DATA SECTION

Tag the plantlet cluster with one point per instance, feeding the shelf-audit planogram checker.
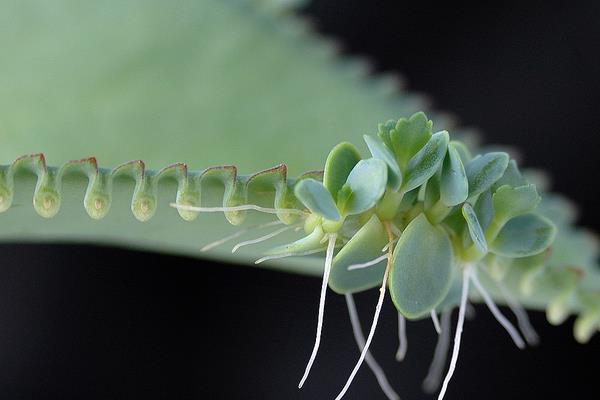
(422, 216)
(426, 218)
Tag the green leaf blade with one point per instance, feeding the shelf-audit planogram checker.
(364, 246)
(524, 236)
(380, 151)
(426, 162)
(475, 230)
(340, 161)
(367, 181)
(454, 185)
(510, 202)
(317, 199)
(421, 272)
(483, 171)
(409, 136)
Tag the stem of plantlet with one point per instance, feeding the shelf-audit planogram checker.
(375, 317)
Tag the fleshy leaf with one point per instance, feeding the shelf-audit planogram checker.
(484, 209)
(475, 230)
(484, 170)
(340, 161)
(454, 186)
(510, 202)
(426, 162)
(380, 151)
(421, 272)
(364, 246)
(409, 136)
(367, 182)
(316, 198)
(512, 177)
(463, 151)
(307, 243)
(432, 192)
(524, 236)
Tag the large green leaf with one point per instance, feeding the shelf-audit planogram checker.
(475, 230)
(524, 236)
(454, 185)
(364, 246)
(366, 182)
(205, 83)
(340, 161)
(409, 136)
(511, 201)
(483, 171)
(380, 151)
(421, 272)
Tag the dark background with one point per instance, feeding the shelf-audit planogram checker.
(137, 325)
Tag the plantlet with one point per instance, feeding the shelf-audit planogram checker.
(441, 217)
(424, 216)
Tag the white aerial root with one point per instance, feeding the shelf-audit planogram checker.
(387, 246)
(436, 322)
(327, 269)
(512, 331)
(238, 234)
(459, 328)
(434, 376)
(262, 238)
(363, 354)
(284, 255)
(371, 362)
(402, 340)
(243, 207)
(523, 321)
(368, 263)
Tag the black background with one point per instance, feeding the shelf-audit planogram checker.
(90, 322)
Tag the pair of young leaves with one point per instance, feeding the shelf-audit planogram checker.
(407, 157)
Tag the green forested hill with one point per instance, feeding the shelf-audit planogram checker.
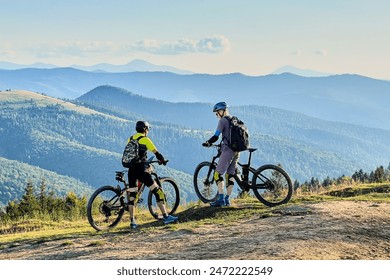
(15, 175)
(86, 145)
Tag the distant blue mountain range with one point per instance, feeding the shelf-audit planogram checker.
(342, 98)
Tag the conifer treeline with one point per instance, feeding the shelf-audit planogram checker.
(44, 205)
(380, 175)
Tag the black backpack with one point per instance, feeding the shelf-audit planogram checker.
(239, 135)
(131, 154)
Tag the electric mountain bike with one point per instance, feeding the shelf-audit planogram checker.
(270, 183)
(108, 203)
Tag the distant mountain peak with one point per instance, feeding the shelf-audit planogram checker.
(300, 72)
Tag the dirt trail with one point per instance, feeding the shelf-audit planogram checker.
(327, 230)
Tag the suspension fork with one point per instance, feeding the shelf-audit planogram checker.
(210, 170)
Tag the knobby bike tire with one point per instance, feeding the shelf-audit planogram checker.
(105, 208)
(272, 185)
(171, 191)
(205, 187)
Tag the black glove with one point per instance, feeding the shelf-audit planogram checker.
(160, 158)
(206, 144)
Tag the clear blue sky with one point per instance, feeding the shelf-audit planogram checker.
(214, 36)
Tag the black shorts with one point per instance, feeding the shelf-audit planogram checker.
(137, 172)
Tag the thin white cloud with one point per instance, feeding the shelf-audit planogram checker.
(321, 52)
(76, 49)
(213, 44)
(296, 52)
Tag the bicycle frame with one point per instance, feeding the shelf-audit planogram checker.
(243, 182)
(139, 184)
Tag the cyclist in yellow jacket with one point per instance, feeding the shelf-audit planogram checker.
(139, 172)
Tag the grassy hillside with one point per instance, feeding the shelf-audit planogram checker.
(193, 215)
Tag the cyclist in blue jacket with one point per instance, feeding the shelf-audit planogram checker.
(228, 159)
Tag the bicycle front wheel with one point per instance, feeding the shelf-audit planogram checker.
(272, 185)
(105, 208)
(172, 198)
(205, 186)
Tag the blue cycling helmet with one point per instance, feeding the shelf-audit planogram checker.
(141, 126)
(220, 106)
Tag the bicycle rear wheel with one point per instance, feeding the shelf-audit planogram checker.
(272, 185)
(105, 208)
(205, 186)
(171, 191)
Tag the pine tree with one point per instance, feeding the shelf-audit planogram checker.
(29, 204)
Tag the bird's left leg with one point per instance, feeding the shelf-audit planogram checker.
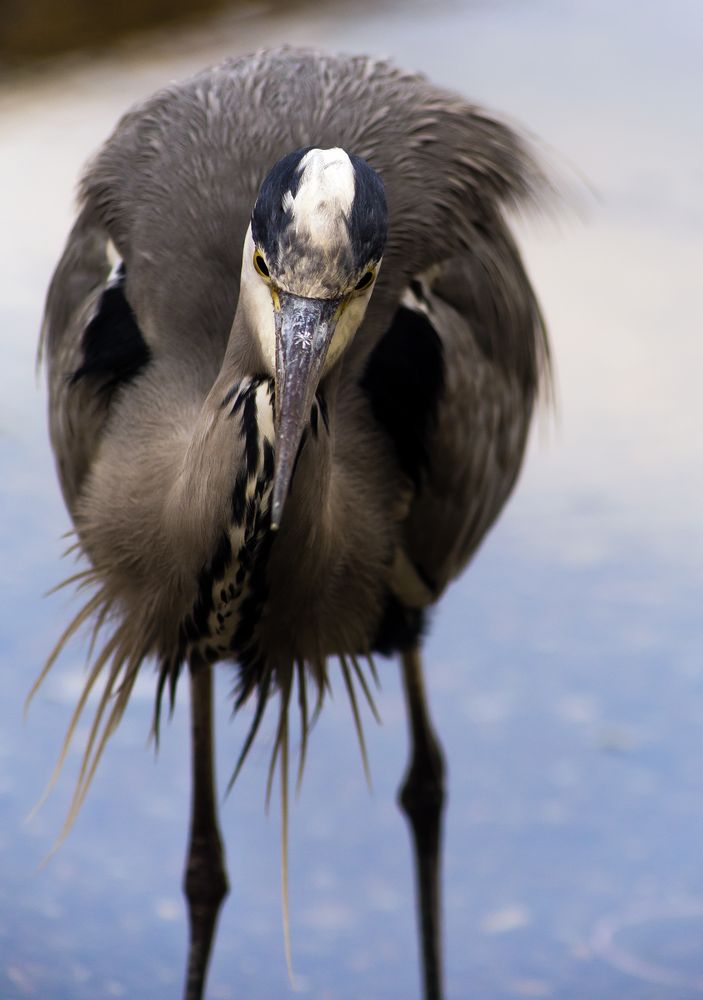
(421, 797)
(205, 882)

PROBLEM STATEMENT
Reproduce the records from the line containing "Tag the dirt" through the end of the records, swapping "cyclist" for "rider" and changing nothing else. Omit the pictures from your answer.

WRITTEN SOLUTION
Tag the dirt trail with one point per instance, feeding the shelf-audit planogram checker.
(327, 230)
Tag the suspension fork with one point per instance, feeding the shelf-audit planogram checker.
(210, 170)
Tag the knobby bike tire with one point per instance, feeding the shelf-audit planogram checker.
(105, 208)
(272, 185)
(171, 191)
(205, 187)
Tag the black glove with one point per instance, feeding the shelf-audit planogram checker.
(160, 158)
(206, 144)
Tag the clear blue sky with one point per instance, feeding the shelf-audit planogram checker.
(214, 36)
Tag the black shorts with one point per instance, feeding the shelf-audit planogram checker.
(137, 172)
Tag the thin white cloud with one point per instance, feeding the shelf-audit planogram checker.
(321, 52)
(76, 49)
(213, 44)
(296, 52)
Tag the bicycle frame with one point per instance, feeding the shelf-audit planogram checker.
(243, 182)
(139, 184)
Tag the rider in yellow jacket with one point per instance, feeding the shelf-audit planogram checker.
(139, 172)
Tag the grassy hillside with one point per instance, feeding the shelf-audit planogram checker.
(193, 215)
Tag the rider in blue jacket with one point per instance, feeding the shelf-audit planogram checker.
(228, 159)
Tag the bicycle front wheel with one point per instance, feeding the shelf-audit planogram checker.
(272, 185)
(105, 208)
(172, 198)
(205, 186)
Tag the blue cycling helmet with one point per instance, feeding the shelf-audit planogram checker.
(141, 126)
(220, 106)
Tag the bicycle rear wheel with one point per instance, feeding the shelf-audit planogram checker.
(272, 185)
(105, 208)
(205, 186)
(171, 191)
Tag the pine tree with one point per instance, feeding the shelf-audit planogram checker.
(29, 204)
Tag the bird's left leg with one point per instance, feeding the shelf-audit planogram checker.
(421, 797)
(205, 882)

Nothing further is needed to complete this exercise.